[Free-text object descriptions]
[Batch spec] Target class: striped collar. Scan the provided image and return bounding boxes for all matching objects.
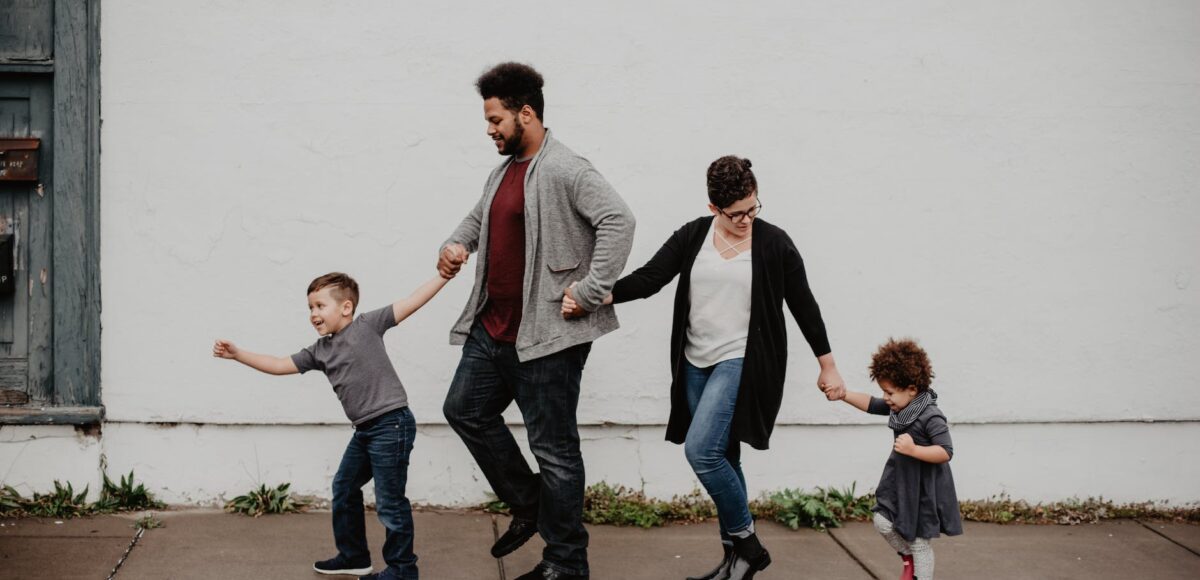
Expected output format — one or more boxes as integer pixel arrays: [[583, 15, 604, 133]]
[[889, 389, 937, 431]]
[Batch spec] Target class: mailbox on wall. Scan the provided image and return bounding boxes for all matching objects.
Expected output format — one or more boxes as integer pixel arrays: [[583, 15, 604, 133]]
[[0, 139, 40, 182]]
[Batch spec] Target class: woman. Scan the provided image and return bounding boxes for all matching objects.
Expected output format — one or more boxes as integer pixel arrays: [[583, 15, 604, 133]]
[[563, 156, 845, 579]]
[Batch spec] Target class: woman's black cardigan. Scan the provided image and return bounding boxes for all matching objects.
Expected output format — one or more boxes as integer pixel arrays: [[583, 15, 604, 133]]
[[611, 216, 831, 450]]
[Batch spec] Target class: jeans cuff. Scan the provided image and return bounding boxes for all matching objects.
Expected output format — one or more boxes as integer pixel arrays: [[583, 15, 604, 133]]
[[542, 559, 589, 577]]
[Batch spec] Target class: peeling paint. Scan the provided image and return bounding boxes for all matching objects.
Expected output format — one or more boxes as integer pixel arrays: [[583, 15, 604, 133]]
[[73, 422, 102, 440]]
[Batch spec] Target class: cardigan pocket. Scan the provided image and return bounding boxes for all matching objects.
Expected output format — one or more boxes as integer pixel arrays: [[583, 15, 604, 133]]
[[543, 259, 582, 301], [548, 260, 581, 273]]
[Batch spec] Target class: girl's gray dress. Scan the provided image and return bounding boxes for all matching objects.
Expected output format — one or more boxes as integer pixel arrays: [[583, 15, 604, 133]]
[[868, 391, 963, 542]]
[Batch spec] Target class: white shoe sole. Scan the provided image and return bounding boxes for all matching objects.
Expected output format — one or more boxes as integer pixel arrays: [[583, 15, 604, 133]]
[[312, 564, 373, 575]]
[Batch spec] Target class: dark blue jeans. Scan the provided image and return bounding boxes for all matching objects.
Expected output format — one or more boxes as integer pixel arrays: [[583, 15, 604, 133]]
[[332, 406, 418, 579], [443, 323, 592, 576], [683, 358, 752, 540]]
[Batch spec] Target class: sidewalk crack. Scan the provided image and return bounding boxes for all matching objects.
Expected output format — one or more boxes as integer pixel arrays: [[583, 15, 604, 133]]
[[827, 528, 880, 580], [492, 514, 506, 580], [1137, 519, 1200, 558], [105, 526, 146, 580]]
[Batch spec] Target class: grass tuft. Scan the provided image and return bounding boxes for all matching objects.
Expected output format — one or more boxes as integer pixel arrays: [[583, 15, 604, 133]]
[[1, 471, 165, 520], [751, 484, 875, 531], [478, 482, 1200, 530], [95, 471, 166, 513], [224, 483, 307, 517]]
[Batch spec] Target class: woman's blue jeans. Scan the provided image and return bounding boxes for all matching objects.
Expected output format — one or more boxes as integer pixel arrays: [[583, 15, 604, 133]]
[[683, 358, 752, 539]]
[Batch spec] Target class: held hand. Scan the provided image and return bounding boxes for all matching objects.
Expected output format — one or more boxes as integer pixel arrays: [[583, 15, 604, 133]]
[[561, 286, 578, 316], [438, 244, 469, 279], [562, 282, 587, 319], [818, 366, 846, 401], [819, 383, 846, 401], [893, 433, 916, 456], [212, 339, 239, 359]]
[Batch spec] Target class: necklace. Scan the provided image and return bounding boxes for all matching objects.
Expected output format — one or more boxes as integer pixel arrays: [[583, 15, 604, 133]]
[[715, 229, 752, 256]]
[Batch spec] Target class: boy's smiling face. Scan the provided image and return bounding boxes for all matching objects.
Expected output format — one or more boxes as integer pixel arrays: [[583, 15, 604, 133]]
[[878, 379, 920, 412], [307, 286, 354, 336]]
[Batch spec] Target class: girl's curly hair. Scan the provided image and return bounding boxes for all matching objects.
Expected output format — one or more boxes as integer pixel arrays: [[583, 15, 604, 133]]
[[869, 338, 935, 392]]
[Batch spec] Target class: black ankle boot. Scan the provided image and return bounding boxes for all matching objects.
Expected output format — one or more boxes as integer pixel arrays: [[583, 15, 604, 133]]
[[727, 533, 771, 579], [686, 542, 733, 580]]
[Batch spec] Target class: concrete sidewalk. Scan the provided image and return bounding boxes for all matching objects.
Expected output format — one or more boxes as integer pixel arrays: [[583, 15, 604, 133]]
[[1, 509, 1197, 579]]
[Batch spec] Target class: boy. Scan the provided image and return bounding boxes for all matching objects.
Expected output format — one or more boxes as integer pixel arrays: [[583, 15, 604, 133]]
[[213, 271, 452, 580]]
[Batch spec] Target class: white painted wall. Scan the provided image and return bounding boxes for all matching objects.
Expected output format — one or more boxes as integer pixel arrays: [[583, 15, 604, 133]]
[[5, 422, 1199, 506], [4, 1, 1199, 506]]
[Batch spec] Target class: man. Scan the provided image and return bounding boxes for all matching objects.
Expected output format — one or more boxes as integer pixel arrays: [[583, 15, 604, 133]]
[[439, 62, 635, 580]]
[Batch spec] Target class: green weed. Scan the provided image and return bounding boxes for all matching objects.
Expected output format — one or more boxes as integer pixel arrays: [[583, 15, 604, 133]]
[[94, 471, 166, 513], [581, 483, 716, 528], [23, 481, 92, 518], [135, 513, 164, 529], [225, 483, 307, 517], [752, 485, 875, 531]]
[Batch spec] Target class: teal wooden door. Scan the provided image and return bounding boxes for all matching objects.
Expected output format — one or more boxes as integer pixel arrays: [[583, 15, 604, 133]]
[[0, 76, 53, 406]]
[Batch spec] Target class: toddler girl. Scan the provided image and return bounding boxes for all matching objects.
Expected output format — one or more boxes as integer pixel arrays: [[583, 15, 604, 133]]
[[837, 338, 962, 580]]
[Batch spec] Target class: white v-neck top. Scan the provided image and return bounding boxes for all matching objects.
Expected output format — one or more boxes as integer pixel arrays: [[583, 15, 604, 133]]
[[685, 219, 753, 368]]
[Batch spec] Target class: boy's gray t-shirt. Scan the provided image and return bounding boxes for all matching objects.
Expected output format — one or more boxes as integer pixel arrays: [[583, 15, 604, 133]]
[[291, 305, 408, 426]]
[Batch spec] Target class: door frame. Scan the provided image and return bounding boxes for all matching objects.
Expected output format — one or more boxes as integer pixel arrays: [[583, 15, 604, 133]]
[[0, 0, 101, 424]]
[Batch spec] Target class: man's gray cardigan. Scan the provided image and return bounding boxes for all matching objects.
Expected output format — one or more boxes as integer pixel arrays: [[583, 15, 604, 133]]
[[444, 130, 636, 361]]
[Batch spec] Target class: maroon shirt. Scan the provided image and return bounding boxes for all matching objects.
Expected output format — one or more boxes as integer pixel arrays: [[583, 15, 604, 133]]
[[481, 159, 531, 342]]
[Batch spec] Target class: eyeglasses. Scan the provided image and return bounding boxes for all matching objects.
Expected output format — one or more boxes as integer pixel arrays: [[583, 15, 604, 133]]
[[718, 202, 763, 224]]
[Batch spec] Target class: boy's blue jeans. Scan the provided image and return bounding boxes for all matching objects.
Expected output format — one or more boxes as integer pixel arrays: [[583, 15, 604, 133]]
[[682, 358, 752, 539], [443, 322, 592, 576], [332, 406, 418, 579]]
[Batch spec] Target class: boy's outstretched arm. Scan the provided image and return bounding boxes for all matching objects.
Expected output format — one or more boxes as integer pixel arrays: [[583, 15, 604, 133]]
[[391, 274, 451, 325], [213, 340, 299, 376]]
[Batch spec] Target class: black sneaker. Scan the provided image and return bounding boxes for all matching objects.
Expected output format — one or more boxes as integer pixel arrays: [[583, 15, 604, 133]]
[[358, 570, 402, 580], [491, 516, 538, 558], [513, 563, 588, 580], [313, 554, 372, 575]]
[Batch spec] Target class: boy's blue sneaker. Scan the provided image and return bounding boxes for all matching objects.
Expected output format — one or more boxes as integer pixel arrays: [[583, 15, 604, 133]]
[[313, 555, 372, 575]]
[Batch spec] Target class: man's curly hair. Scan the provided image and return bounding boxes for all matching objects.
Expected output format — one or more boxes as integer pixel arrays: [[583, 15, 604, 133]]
[[869, 338, 935, 392], [706, 155, 757, 209], [476, 62, 545, 120]]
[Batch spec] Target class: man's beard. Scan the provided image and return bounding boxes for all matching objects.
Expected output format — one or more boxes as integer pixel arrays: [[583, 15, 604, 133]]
[[499, 121, 525, 156]]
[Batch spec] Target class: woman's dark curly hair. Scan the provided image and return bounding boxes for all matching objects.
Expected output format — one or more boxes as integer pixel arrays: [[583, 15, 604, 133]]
[[706, 155, 757, 209], [476, 62, 545, 120], [869, 338, 935, 392]]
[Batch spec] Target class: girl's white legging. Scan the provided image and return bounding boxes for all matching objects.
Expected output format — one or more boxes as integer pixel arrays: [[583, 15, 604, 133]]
[[873, 512, 934, 579]]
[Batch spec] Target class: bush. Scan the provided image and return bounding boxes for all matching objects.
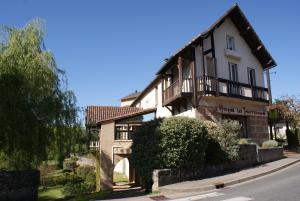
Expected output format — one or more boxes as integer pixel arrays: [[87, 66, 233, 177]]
[[262, 140, 278, 149], [159, 117, 208, 169], [131, 119, 162, 190], [40, 171, 80, 187], [238, 138, 250, 145], [63, 181, 94, 196], [76, 165, 96, 191], [286, 129, 299, 148], [63, 159, 78, 171], [204, 120, 240, 164]]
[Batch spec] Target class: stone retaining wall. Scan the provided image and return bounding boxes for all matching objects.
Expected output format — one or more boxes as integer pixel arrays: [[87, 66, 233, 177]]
[[152, 144, 258, 191], [0, 170, 40, 201], [258, 147, 284, 163]]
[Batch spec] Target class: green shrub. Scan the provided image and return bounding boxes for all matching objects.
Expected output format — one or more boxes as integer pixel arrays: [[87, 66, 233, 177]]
[[131, 119, 162, 191], [62, 166, 96, 196], [76, 165, 95, 180], [286, 129, 298, 148], [63, 181, 94, 196], [40, 171, 80, 187], [159, 117, 208, 169], [63, 159, 77, 171], [238, 138, 250, 145], [76, 165, 96, 191], [262, 140, 278, 149], [204, 120, 240, 164]]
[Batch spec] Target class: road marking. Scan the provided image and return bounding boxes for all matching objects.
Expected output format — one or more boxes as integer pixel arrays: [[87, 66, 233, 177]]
[[170, 192, 225, 201], [220, 197, 253, 201]]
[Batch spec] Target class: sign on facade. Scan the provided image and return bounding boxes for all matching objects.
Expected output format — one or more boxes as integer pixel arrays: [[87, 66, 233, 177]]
[[217, 105, 267, 117]]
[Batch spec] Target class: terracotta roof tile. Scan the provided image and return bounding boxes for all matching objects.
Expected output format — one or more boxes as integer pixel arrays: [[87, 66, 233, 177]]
[[85, 106, 144, 126]]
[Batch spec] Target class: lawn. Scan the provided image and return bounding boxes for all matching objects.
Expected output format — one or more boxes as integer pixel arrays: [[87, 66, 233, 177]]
[[113, 172, 129, 183], [38, 186, 109, 201]]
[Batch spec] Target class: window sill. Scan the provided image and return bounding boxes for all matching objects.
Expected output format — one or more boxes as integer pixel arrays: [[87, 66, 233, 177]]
[[224, 49, 241, 60]]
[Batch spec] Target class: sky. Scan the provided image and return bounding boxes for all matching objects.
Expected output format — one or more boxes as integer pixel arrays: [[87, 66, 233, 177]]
[[1, 0, 300, 112]]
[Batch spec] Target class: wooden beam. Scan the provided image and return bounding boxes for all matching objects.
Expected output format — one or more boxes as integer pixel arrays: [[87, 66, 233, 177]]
[[257, 45, 263, 51], [177, 56, 183, 94], [192, 47, 197, 108], [203, 48, 212, 55]]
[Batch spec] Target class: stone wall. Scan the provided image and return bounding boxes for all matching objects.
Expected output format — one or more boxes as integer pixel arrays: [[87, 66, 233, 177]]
[[247, 116, 269, 142], [258, 147, 284, 164], [0, 170, 40, 201], [152, 144, 258, 191]]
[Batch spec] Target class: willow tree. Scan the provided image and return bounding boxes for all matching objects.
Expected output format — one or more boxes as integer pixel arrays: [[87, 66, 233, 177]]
[[0, 19, 83, 170]]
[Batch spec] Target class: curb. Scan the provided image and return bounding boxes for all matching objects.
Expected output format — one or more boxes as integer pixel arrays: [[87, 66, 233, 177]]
[[160, 158, 300, 194]]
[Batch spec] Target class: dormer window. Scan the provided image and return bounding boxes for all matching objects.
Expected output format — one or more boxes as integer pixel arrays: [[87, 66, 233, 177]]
[[226, 35, 235, 50]]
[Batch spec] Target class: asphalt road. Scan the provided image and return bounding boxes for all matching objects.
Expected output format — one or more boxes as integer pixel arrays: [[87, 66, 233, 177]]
[[171, 163, 300, 201]]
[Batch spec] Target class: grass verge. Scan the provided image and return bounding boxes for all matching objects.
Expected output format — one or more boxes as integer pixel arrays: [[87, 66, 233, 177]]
[[38, 186, 110, 201]]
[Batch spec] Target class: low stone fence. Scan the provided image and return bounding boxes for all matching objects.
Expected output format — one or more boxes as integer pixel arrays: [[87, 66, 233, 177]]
[[0, 170, 40, 201], [77, 156, 96, 167], [152, 144, 257, 191], [258, 147, 284, 163], [152, 144, 283, 191]]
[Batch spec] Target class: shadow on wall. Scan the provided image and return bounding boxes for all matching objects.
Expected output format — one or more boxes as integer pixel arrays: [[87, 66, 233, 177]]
[[100, 150, 114, 190]]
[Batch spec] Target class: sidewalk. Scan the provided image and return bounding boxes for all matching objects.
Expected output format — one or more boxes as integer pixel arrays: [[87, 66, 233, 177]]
[[160, 153, 300, 197]]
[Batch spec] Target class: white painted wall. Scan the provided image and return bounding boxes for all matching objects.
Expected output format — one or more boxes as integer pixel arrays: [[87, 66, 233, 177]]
[[132, 80, 172, 118], [121, 99, 134, 106], [114, 158, 129, 178], [213, 18, 265, 87]]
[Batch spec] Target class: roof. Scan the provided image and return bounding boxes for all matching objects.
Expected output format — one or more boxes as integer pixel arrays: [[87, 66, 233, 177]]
[[156, 3, 276, 75], [85, 106, 144, 126], [121, 91, 141, 101], [98, 108, 157, 124]]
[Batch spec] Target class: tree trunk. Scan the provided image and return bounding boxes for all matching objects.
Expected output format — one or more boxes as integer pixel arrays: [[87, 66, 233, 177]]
[[269, 123, 273, 140], [274, 125, 277, 140]]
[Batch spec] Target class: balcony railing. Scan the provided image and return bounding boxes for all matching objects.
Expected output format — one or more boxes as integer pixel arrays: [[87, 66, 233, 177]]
[[89, 141, 100, 150], [196, 76, 269, 102], [163, 78, 193, 105]]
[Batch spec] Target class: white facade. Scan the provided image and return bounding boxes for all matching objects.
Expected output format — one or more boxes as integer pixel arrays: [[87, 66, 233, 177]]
[[213, 18, 264, 87], [132, 15, 269, 120]]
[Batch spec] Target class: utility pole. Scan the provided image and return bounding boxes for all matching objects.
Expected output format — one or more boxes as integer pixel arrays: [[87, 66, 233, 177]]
[[266, 69, 272, 105]]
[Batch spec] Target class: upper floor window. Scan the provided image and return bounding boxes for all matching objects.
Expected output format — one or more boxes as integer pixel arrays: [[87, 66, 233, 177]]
[[226, 35, 235, 51], [229, 62, 238, 82], [248, 68, 256, 86]]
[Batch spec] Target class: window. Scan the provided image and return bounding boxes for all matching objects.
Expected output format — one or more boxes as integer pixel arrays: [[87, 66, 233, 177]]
[[228, 62, 240, 95], [115, 124, 141, 140], [229, 62, 238, 82], [226, 35, 235, 50], [248, 68, 256, 86]]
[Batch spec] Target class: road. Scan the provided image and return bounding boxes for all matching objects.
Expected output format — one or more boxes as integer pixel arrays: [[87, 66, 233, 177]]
[[171, 162, 300, 201]]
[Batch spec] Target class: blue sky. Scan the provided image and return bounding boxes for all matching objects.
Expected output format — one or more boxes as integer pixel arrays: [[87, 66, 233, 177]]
[[1, 0, 300, 111]]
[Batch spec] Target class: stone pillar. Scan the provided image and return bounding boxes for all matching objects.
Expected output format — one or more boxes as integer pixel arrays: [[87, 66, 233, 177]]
[[99, 122, 115, 190], [128, 161, 134, 183]]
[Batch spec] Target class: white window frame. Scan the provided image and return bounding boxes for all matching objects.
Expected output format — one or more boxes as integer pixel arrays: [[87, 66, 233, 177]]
[[226, 35, 235, 51], [229, 62, 238, 82]]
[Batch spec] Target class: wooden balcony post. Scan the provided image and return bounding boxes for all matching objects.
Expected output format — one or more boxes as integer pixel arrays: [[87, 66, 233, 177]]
[[192, 46, 197, 107], [177, 56, 183, 93]]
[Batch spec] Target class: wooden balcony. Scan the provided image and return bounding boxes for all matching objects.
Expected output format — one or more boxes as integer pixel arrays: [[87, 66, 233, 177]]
[[196, 76, 269, 102], [163, 78, 193, 106]]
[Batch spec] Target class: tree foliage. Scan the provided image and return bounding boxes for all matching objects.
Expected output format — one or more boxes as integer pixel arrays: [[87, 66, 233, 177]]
[[204, 120, 240, 164], [131, 119, 162, 189], [159, 117, 208, 169], [0, 19, 83, 170], [131, 117, 209, 190]]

> _Exercise objective_:
Each line above that contains the word "wooden" must be copied.

> _Final answer_:
[Batch spec] Target class: teal wooden door. Scan the provided image and return bounding boxes for all matching objects.
[Batch spec] Target class: wooden beam. Scan the provided image and return bounding boxes for all matching objects.
[Batch spec] Target class: wooden balcony post. Scan the provided image and return bounding boxes for all matching objects.
[Batch spec] Target class: wooden balcony. Scan the provided image and return bounding boxes for all matching objects.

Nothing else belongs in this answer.